** YOUR GOAL **
Write out all of the entries exactly as given.

^^^^

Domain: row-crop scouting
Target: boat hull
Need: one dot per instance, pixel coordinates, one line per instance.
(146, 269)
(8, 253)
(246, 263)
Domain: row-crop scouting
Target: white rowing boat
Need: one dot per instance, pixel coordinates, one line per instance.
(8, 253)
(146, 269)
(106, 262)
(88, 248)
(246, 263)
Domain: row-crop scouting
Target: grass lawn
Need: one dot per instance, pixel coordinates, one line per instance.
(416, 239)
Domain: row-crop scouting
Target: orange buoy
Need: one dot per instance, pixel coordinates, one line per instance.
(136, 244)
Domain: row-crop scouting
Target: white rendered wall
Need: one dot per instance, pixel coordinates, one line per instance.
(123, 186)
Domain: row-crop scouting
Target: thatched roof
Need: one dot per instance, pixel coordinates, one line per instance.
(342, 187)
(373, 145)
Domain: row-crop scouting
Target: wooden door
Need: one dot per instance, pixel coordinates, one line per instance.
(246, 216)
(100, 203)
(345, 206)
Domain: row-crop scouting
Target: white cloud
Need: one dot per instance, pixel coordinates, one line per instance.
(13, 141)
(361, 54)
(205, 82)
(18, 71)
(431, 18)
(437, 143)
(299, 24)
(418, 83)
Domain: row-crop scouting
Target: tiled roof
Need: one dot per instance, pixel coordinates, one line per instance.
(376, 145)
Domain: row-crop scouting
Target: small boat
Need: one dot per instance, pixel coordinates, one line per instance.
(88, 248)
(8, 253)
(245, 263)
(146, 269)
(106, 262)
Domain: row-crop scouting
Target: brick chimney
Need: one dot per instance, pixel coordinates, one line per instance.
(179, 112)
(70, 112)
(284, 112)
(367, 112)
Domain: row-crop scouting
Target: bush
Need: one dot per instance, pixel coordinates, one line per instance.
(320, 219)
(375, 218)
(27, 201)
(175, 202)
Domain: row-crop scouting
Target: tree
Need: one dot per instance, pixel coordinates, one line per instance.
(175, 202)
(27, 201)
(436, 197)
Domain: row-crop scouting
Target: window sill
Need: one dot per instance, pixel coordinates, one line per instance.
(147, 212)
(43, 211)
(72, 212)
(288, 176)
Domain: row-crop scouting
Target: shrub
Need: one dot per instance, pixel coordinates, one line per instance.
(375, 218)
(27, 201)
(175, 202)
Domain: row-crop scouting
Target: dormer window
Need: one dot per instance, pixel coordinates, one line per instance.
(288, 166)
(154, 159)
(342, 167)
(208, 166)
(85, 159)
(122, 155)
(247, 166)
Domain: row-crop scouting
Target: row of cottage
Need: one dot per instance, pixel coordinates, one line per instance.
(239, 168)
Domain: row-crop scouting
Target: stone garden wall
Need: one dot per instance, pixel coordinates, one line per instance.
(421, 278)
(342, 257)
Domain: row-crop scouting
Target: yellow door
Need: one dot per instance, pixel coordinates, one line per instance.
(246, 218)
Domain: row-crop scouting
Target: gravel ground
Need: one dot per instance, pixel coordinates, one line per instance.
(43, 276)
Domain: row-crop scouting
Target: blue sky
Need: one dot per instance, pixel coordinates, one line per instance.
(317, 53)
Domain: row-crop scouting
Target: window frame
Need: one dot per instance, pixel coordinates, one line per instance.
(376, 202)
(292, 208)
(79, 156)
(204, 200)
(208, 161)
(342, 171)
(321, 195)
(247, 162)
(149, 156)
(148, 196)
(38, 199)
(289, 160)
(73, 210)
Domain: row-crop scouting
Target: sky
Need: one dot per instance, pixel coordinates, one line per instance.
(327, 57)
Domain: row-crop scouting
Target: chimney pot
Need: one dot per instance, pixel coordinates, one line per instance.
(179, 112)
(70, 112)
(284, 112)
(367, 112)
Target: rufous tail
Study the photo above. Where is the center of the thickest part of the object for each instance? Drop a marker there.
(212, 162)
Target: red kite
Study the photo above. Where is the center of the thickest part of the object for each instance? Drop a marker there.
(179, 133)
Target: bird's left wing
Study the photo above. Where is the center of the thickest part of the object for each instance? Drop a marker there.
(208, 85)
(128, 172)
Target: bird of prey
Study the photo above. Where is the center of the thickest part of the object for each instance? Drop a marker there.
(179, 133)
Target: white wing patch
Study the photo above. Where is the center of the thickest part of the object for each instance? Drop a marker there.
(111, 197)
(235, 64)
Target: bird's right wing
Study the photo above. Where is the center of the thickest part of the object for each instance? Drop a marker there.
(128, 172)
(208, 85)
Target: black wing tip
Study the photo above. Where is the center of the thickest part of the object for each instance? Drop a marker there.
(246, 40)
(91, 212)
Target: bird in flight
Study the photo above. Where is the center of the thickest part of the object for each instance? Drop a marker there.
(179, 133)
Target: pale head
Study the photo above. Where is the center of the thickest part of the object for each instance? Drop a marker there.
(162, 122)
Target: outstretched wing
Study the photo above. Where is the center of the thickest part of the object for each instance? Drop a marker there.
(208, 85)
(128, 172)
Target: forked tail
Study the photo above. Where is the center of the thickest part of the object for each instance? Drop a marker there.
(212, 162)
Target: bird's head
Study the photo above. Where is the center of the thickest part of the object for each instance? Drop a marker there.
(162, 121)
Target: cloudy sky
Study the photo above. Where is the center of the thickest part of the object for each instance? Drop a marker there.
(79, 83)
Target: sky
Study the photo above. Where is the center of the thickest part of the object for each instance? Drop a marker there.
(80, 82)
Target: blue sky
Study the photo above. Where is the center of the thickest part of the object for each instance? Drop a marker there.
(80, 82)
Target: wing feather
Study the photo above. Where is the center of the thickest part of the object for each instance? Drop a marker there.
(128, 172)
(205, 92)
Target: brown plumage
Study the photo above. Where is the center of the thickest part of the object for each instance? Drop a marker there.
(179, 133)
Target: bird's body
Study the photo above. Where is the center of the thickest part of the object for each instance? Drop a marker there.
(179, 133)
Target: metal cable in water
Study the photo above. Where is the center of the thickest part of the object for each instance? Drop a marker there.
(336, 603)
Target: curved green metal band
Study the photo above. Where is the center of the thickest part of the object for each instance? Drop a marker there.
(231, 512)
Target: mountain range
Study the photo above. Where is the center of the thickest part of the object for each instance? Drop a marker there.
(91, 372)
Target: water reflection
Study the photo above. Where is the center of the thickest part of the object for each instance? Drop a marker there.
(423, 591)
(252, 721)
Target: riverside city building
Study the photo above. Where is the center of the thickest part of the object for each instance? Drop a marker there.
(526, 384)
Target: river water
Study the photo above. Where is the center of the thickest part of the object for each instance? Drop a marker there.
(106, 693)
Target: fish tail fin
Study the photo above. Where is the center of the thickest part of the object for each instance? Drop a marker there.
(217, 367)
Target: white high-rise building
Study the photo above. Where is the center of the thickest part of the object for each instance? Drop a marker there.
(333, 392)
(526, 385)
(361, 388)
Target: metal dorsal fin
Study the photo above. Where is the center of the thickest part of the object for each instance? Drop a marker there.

^^^^

** FINAL ANSWER **
Domain: row-crop scouting
Target: boat hull
Need: one dot per instance, pixel coordinates, one line per instance.
(146, 269)
(8, 253)
(246, 263)
Domain: row-crop scouting
Target: white rowing boat
Need: one dot per instance, pixel coordinates, one line per instance.
(8, 253)
(146, 269)
(106, 262)
(88, 248)
(246, 263)
Domain: row-crop scouting
Target: grass lawn
Need: one dot per instance, pixel coordinates, one line per instance.
(416, 239)
Domain: row-crop scouting
Target: orange buoy
Need: one dot per instance, pixel coordinates, one line per instance.
(136, 244)
Domain: row-crop scouting
Target: white rendered wall
Need: one dot per instance, pixel coordinates, one line per instance.
(123, 186)
Domain: row-crop scouting
Target: thatched roof
Need: one dot per instance, pixel coordinates, one line per instance.
(342, 187)
(373, 145)
Domain: row-crop scouting
Target: wooden door
Need: one dot per instance, pixel coordinates, one line per instance.
(246, 216)
(100, 203)
(345, 206)
Domain: row-crop scouting
Target: white cloud
Need: one dot per instance, pixel coordinates, one line per instance.
(13, 141)
(361, 54)
(205, 82)
(18, 71)
(431, 18)
(437, 143)
(299, 24)
(418, 83)
Domain: row-crop scouting
Target: tiled roof
Need: one dot per instance, pixel coordinates, one line per instance.
(376, 145)
Domain: row-crop scouting
Target: small boat
Need: one dot per instance, pixel coordinates, one line per instance.
(88, 248)
(8, 253)
(245, 263)
(146, 269)
(106, 262)
Domain: row-crop scouting
Target: brick chimney
Need: one dot per instance, pixel coordinates, one line per instance.
(179, 112)
(70, 112)
(284, 112)
(367, 112)
Domain: row-crop scouting
Target: bush
Need: one dot per instance, pixel coordinates, one line per instance.
(320, 219)
(375, 218)
(27, 201)
(175, 202)
Domain: row-crop scouting
Target: tree
Need: one dot per instance, pixel coordinates, one line per instance.
(175, 202)
(27, 201)
(436, 197)
Domain: row-crop scouting
Target: window sill
Need: one dot per instance, pixel coordinates, one line per instance.
(147, 212)
(43, 211)
(72, 212)
(288, 176)
Domain: row-crop scouting
Target: shrub
Need: one dot per instance, pixel coordinates, one line per instance.
(375, 218)
(27, 201)
(175, 202)
Domain: row-crop scouting
Target: dormer window
Need: one dot per instance, pixel coordinates, one line per instance.
(288, 166)
(154, 159)
(342, 167)
(208, 166)
(85, 159)
(122, 155)
(247, 166)
Domain: row-crop scouting
Target: row of cottage
Need: one dot per instance, pixel coordinates, one line per instance.
(239, 168)
Domain: row-crop scouting
Target: stone garden wall
Need: one dot per instance, pixel coordinates, one line per instance.
(421, 278)
(342, 257)
Domain: row-crop scouting
Target: yellow door
Need: one dot per instance, pixel coordinates, one line per instance.
(246, 218)
Domain: row-crop scouting
Target: gravel ground
Need: one dot per instance, pixel coordinates, one line per instance.
(43, 276)
Domain: row-crop scouting
Target: blue sky
Need: one dot per instance, pixel coordinates, one line per instance.
(317, 53)
Domain: row-crop scouting
Target: window frame
Need: one dot per instance, pixel coordinates, one line per instance.
(376, 202)
(292, 208)
(79, 156)
(204, 200)
(208, 161)
(342, 171)
(321, 195)
(247, 162)
(149, 156)
(148, 196)
(38, 199)
(289, 160)
(73, 210)
Domain: row-crop scouting
Target: sky
Need: one dot per instance, pixel coordinates, one line per instance.
(327, 57)
Domain: row-crop scouting
Target: chimney pot
Need: one dot per instance, pixel coordinates, one line per instance.
(179, 112)
(70, 112)
(284, 112)
(367, 112)
Target: rufous tail
Study the photo above. Where is the center of the thickest part of the object for each instance? Drop a marker there.
(212, 162)
Target: red kite
Study the photo above. Where is the center of the thickest part of the object for each instance? Drop a marker there.
(179, 133)
Target: bird's left wing
Study the photo above. Where is the center of the thickest part of the object for each instance? Drop a marker there.
(208, 85)
(128, 172)
Target: bird of prey
Study the photo above. Where is the center of the thickest part of the object for each instance? Drop a marker there.
(179, 133)
Target: white wing patch
Study the photo above. Where is the center of the thickest part of the object for each instance? Drop a marker there.
(111, 197)
(235, 64)
Target: bird's right wing
Study the photo above. Where is the center of the thickest part of the object for each instance? Drop a marker there.
(128, 172)
(208, 85)
Target: black wing tip
Study the photo above. Where is the center of the thickest part of the object for each instance? Drop a marker there.
(246, 40)
(91, 212)
Target: bird in flight
Study the photo above. Where is the center of the thickest part of the object for each instance? Drop a marker there.
(179, 133)
Target: pale head
Study the photo above. Where is the center of the thickest part of the object for each instance? Drop a marker there.
(162, 122)
Target: outstretched wing
Study the photo above. Where is the center of the thickest part of the object for each instance? Drop a marker there.
(208, 85)
(128, 172)
Target: forked tail
Study the photo above. Where is the center of the thickest part of the object for each instance? Drop a marker there.
(212, 162)
Target: bird's head
Study the photo above. Where is the center of the thickest part of the object for each instance? Drop a marker there.
(162, 121)
Target: cloudy sky
Study the photo above. Where is the center of the thickest part of the object for each instance? Drop a marker there.
(79, 83)
Target: sky
Study the photo above. Where is the center of the thickest part of the object for each instance? Drop a marker there.
(80, 82)
Target: blue sky
Study the photo above. Where is the center of the thickest part of the object for each instance? Drop a marker there.
(80, 82)
Target: wing feather
Study the photo above. Where is the center of the thickest part of the object for each instance? Drop a marker there.
(128, 172)
(205, 92)
Target: brown plumage
Study the photo above. Where is the center of the thickest part of the object for each instance? Drop a marker there.
(179, 133)
Target: bird's body
Study the photo above. Where is the center of the thickest part of the object for each instance? Drop a marker there.
(179, 133)
Target: metal cable in water
Study the photo above. Where is the center of the thickest part of the object for each instance? Drop a marker there.
(336, 603)
Target: curved green metal band
Study the photo above. Where is the center of the thickest part of the object for each instance? Drop a marker there.
(231, 512)
Target: mountain range
Study the photo above. Where is the center of the thickest part of the object for each instance? Drop a marker there.
(91, 372)
Target: water reflection
Study the photo above. Where is the center of the thickest part of the object for each instance? Drop a marker there.
(423, 591)
(252, 721)
Target: riverside city building
Study the photo above. Where is the center of the thickest part of the object for each instance? Drop a marker there.
(526, 384)
Target: river water
Study the photo above. Where is the center of the thickest part of the object for each instance? Drop a marker there.
(106, 693)
Target: fish tail fin
Study the photo above. Where is the center of the thickest part of the object for each instance? Drop a marker there.
(217, 367)
Target: white high-rise building
Study the photo above. Where is the center of the thickest part of the object for each instance? Drop a marker there.
(333, 392)
(526, 385)
(361, 388)
Target: metal dorsal fin
Study the photo above. Where is the center of the thickest part of the object for each instance? Drop a marker there.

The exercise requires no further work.